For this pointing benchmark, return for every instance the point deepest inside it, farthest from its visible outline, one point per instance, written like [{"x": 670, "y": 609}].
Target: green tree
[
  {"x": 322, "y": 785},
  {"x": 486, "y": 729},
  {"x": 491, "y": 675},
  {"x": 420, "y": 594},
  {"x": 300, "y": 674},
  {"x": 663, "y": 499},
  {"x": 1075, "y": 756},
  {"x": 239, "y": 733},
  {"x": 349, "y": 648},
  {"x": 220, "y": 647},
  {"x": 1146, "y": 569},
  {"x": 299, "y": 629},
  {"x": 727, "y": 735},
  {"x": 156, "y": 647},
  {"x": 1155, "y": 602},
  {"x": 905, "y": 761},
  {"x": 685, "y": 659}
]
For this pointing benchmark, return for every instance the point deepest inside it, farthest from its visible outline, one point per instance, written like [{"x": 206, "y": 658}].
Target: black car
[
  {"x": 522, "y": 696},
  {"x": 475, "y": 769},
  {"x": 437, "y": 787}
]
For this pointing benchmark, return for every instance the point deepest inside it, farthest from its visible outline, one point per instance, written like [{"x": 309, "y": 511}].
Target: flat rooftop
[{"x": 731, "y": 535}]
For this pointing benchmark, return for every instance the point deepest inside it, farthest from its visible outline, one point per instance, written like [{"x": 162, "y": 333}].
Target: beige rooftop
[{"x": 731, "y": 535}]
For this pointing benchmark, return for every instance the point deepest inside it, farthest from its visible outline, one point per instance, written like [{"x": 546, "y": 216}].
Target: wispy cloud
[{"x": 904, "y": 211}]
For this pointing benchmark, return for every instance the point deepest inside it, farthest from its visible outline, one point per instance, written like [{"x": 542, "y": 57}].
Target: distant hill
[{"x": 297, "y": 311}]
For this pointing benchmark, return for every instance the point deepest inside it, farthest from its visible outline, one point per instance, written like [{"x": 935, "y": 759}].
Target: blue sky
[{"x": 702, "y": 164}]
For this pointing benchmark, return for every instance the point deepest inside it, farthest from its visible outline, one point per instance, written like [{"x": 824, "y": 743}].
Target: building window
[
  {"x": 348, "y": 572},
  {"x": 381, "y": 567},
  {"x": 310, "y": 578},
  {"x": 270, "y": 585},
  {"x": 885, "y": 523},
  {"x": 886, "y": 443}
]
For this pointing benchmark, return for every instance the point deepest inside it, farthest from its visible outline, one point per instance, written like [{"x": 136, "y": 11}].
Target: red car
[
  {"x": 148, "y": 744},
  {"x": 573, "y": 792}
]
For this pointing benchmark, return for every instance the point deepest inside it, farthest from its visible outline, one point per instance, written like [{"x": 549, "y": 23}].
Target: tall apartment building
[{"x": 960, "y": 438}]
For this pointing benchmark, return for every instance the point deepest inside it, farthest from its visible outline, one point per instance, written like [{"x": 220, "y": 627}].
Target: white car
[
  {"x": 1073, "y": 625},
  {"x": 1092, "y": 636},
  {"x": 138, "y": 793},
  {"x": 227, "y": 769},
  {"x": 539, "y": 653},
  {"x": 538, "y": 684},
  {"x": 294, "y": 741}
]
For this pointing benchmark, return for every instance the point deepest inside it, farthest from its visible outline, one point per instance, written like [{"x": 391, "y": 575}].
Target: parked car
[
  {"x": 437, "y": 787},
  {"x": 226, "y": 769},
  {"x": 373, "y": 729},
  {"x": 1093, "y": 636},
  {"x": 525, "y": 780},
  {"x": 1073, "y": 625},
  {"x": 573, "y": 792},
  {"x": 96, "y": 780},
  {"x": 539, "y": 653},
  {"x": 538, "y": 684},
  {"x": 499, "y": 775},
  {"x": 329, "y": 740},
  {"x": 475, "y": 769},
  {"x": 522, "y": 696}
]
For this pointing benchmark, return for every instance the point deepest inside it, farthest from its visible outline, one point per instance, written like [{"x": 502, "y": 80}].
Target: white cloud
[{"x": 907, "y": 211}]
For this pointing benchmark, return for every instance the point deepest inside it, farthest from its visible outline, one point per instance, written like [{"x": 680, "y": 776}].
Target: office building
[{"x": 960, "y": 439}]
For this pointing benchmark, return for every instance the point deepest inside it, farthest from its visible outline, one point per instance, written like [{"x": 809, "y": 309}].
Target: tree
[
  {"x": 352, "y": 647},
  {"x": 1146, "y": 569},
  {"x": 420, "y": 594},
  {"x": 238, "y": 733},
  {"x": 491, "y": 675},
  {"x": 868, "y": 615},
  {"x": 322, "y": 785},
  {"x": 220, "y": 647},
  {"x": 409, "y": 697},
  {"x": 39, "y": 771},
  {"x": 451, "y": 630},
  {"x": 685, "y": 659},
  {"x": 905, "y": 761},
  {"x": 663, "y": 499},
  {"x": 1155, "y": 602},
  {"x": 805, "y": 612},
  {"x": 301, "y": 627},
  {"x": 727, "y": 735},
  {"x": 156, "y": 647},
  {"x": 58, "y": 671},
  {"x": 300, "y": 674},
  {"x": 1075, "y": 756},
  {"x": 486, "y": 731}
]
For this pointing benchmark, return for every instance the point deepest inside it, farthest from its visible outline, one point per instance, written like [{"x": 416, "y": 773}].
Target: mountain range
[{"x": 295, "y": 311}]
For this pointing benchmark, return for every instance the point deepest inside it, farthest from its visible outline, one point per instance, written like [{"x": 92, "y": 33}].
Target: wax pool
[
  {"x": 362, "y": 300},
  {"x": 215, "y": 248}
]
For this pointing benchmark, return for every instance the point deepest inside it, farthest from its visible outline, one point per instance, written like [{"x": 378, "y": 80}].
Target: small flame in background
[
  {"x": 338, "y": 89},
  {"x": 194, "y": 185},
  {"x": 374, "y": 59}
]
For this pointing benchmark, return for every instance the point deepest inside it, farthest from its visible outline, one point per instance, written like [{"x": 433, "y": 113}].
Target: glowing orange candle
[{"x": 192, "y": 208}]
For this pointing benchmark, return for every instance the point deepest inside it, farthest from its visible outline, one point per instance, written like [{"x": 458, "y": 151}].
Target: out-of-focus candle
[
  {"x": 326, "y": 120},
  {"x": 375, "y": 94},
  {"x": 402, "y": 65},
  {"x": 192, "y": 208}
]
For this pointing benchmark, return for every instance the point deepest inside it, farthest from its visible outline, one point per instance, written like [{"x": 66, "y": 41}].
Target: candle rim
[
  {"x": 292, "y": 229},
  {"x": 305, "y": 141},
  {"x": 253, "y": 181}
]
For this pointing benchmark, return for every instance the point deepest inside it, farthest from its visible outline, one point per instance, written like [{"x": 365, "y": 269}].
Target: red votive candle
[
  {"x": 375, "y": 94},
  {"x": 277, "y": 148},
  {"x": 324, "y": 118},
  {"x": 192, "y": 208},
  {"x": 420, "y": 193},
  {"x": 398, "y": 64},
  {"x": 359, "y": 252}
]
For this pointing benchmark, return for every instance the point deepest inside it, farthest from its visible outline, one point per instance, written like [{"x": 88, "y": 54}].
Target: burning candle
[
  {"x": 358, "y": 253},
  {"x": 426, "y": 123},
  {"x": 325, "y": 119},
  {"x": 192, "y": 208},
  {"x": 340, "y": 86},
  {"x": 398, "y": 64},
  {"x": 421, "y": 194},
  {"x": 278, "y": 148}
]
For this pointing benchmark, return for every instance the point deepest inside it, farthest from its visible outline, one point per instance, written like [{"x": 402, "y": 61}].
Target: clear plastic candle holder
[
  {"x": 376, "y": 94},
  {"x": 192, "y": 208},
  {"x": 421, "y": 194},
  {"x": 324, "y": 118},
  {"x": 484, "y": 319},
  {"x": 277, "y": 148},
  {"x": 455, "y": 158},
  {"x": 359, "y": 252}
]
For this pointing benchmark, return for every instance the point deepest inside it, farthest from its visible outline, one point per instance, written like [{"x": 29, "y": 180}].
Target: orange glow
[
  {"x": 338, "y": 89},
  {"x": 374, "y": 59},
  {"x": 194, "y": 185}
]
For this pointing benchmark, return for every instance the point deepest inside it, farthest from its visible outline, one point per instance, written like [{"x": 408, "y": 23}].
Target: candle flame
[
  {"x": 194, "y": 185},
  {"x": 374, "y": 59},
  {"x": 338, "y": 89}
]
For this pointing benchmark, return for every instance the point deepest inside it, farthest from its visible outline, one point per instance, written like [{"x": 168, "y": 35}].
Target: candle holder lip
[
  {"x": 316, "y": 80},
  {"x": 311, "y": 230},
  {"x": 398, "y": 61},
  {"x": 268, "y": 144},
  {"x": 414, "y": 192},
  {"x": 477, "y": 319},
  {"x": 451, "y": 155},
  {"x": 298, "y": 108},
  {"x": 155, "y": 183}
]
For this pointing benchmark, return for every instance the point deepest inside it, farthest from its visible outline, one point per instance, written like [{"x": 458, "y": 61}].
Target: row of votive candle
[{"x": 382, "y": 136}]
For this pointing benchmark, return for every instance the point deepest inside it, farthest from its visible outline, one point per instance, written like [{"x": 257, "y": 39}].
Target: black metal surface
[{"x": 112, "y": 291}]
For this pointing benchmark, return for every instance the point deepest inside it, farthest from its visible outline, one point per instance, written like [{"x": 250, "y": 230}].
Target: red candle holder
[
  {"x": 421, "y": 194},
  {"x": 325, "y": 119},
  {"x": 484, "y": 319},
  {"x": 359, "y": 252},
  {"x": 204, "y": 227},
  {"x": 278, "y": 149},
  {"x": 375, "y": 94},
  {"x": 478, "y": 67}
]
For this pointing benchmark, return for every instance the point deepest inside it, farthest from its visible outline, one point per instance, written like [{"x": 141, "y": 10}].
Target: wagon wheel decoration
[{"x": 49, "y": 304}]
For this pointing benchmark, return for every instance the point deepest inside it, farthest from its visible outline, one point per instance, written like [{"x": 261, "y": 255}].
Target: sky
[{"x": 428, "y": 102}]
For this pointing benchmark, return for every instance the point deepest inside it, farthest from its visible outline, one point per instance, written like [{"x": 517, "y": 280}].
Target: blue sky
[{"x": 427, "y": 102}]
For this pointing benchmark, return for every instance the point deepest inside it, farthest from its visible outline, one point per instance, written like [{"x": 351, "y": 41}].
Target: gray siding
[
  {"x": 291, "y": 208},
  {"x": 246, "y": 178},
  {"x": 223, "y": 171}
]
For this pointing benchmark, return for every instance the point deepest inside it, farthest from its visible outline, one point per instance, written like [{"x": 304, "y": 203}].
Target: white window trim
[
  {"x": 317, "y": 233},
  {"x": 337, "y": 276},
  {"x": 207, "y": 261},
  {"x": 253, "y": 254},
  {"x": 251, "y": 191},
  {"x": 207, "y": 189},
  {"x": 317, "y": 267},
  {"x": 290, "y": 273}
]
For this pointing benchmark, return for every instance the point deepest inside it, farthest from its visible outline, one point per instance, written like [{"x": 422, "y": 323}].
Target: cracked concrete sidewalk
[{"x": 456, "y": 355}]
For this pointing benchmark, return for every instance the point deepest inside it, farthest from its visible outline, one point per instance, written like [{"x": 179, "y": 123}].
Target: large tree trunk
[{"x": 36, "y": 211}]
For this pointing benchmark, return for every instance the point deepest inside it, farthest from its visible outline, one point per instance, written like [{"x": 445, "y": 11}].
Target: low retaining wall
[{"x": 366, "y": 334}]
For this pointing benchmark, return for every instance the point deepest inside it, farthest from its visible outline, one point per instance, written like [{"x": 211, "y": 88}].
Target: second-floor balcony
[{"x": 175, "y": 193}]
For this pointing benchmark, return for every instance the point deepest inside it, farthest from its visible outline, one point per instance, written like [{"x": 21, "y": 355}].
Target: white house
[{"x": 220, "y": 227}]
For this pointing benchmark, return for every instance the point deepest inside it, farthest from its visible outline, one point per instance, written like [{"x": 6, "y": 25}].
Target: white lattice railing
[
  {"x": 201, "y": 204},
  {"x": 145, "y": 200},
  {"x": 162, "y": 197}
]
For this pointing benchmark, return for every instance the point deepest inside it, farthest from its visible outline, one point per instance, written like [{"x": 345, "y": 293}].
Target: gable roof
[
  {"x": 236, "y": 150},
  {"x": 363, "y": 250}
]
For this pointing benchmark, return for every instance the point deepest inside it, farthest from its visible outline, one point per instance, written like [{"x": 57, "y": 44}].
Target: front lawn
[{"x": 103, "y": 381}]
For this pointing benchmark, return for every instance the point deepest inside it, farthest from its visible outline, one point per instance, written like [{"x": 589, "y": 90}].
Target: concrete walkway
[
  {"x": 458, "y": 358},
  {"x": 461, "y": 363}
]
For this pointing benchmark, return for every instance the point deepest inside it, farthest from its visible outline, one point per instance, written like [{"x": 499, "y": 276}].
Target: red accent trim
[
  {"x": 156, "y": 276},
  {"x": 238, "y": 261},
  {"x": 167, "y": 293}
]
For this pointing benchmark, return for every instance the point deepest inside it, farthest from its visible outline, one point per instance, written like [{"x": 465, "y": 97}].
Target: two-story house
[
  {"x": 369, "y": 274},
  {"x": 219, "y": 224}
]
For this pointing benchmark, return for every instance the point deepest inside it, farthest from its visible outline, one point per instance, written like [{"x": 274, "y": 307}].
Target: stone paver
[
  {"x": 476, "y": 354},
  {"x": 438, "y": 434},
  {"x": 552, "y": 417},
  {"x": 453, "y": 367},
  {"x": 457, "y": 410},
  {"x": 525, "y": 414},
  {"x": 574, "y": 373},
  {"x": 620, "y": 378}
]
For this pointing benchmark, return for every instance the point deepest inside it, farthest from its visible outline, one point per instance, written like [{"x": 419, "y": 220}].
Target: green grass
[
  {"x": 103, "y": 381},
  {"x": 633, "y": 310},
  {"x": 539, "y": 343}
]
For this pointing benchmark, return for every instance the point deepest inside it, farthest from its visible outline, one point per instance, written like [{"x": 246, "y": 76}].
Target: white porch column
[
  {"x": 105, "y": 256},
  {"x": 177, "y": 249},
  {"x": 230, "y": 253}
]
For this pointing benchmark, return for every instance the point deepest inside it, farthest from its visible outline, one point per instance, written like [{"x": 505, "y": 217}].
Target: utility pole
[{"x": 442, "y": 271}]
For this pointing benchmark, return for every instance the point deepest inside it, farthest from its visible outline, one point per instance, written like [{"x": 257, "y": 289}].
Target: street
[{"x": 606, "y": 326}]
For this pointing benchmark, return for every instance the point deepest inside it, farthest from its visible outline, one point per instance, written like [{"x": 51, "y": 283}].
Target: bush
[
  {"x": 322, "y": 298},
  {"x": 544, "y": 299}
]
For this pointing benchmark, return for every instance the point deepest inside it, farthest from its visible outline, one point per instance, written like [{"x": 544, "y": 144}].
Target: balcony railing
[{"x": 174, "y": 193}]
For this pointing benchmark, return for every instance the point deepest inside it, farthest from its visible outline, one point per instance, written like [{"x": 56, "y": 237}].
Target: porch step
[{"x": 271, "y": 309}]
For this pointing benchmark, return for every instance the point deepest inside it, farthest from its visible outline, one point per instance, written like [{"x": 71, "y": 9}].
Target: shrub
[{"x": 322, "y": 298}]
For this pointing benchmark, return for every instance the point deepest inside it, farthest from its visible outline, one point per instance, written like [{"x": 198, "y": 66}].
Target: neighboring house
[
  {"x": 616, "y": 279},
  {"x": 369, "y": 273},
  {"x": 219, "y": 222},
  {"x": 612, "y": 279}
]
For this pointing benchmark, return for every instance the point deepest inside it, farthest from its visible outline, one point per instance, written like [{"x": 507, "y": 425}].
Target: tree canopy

········

## Exercise details
Copy out each line in the entries above that contains the string "trim". Case counts.

## Answer to the task
Target: white window trim
Target: red accent trim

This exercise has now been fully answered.